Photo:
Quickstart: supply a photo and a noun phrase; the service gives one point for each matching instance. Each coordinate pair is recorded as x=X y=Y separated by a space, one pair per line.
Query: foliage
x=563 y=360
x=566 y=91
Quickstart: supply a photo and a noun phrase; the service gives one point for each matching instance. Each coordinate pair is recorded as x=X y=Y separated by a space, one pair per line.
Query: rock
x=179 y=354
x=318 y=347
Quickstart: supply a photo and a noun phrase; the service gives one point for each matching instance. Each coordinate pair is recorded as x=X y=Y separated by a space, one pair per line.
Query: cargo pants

- [DIRECTIVE]: Copy all of the records above line for line, keeping every character unchanged.

- [THE RESULT]:
Photo:
Quickstart: supply a photo and a noun phrase; the service gives one point for each matching instance. Each coordinate pair is recorded as x=X y=Y separated by a space, one pair per line.
Query: foliage
x=563 y=360
x=566 y=91
Quickstart: supply a photo and a noun phrase; the service gives one point for each matching instance. Each coordinate pair is recorded as x=X y=Y separated by a space, one pair per line.
Query: rock
x=179 y=354
x=318 y=347
Quickstart: supply a photo and a noun phrase; the service gives one point for each matching instance. Each coordinate pair is recorded as x=X y=Y separated by a space, one pair per line.
Query: cargo pants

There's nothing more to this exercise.